Brief >> Rewrite every line of the material below in full, shifting each bounding-box coordinate in the answers up by 29 and leaving all other text and numbers unchanged.

Rows >>
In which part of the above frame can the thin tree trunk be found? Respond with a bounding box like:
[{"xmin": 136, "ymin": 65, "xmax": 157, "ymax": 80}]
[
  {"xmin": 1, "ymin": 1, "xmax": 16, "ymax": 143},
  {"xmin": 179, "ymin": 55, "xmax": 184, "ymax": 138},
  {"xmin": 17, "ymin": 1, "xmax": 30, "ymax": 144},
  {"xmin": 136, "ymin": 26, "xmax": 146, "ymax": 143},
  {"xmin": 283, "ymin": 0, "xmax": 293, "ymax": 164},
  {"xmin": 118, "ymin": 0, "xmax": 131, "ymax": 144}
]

Solution >>
In which part of the above frame can the thin tree trunk be found? Respond with a bounding box like:
[{"xmin": 136, "ymin": 65, "xmax": 157, "ymax": 80}]
[
  {"xmin": 30, "ymin": 30, "xmax": 45, "ymax": 172},
  {"xmin": 208, "ymin": 84, "xmax": 213, "ymax": 167},
  {"xmin": 46, "ymin": 30, "xmax": 59, "ymax": 173},
  {"xmin": 165, "ymin": 55, "xmax": 175, "ymax": 172},
  {"xmin": 312, "ymin": 29, "xmax": 322, "ymax": 193},
  {"xmin": 147, "ymin": 29, "xmax": 160, "ymax": 173}
]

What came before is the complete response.